Stated problem:
Reproduce the records below, starting at the first line of the records and ending at the line that contains "point(256, 201)", with both of those lines included.

Stored rows:

......

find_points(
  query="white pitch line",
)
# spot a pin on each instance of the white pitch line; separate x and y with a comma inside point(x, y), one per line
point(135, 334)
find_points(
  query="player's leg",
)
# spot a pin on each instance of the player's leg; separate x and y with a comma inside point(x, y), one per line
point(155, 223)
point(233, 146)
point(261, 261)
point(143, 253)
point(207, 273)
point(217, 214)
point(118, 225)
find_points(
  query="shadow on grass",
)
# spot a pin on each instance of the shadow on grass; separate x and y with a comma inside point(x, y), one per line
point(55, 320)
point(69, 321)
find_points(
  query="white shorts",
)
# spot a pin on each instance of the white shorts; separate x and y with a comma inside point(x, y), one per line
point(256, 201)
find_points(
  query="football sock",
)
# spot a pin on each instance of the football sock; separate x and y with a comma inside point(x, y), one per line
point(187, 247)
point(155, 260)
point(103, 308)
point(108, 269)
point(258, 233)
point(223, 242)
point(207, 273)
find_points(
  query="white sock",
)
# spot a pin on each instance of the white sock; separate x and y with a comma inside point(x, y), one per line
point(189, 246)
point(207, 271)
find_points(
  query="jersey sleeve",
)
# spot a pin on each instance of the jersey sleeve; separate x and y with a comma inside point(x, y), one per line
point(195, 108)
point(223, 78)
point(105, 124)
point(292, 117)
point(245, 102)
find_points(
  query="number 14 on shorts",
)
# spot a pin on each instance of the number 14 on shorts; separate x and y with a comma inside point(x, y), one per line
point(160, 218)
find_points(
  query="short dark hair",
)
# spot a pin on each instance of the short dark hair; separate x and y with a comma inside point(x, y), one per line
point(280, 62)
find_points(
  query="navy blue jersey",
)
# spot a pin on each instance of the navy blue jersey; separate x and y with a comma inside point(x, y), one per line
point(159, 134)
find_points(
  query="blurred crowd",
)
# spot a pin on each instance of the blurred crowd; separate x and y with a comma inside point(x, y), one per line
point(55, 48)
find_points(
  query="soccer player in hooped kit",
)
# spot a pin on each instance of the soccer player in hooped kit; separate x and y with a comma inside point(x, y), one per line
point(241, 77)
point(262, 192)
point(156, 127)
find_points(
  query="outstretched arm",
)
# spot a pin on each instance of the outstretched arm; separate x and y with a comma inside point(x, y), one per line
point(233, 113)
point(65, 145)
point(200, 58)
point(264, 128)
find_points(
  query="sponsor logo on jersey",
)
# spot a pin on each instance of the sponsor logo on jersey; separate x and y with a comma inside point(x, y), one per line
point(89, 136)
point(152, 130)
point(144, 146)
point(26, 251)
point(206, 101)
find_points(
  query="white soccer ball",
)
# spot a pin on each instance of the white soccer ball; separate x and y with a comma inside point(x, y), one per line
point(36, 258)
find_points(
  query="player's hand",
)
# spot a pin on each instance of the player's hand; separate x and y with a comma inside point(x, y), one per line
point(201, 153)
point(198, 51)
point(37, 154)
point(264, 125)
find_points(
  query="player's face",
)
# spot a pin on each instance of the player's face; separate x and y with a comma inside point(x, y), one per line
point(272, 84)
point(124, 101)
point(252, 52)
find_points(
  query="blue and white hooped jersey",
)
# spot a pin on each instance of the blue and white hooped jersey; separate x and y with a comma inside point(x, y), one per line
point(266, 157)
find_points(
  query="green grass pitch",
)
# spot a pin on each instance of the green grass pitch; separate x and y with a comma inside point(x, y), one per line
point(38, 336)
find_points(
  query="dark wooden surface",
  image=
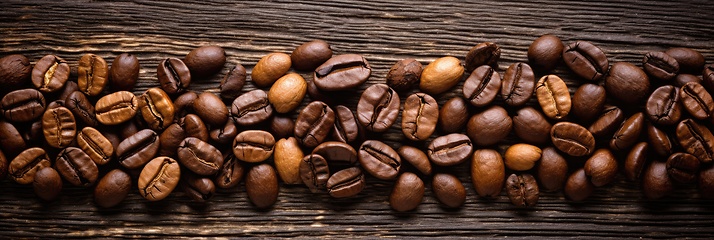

......

Worked solution:
find_points(
  query="white pitch line",
)
# spot a pin on each instance of the white pitch line; separate x and y with a comma inside point(x, y), one per line
point(135, 334)
find_points(
  query="player's leg",
)
# spot a pin on each instance of the player's leg; separate x and y with a comma inside point(x, y), one per line
point(155, 223)
point(233, 146)
point(261, 261)
point(143, 253)
point(207, 273)
point(217, 214)
point(118, 225)
find_points(
  query="shadow on grass",
)
# spot a pin on each instance of the shadow on grass; separate x and y with a comma inside point(x, y), one per line
point(55, 320)
point(69, 321)
find_points(
  query="white shorts",
)
# spot a pin on each instance of the white shorts; separate x and y with a comma inside point(x, y), one per line
point(256, 201)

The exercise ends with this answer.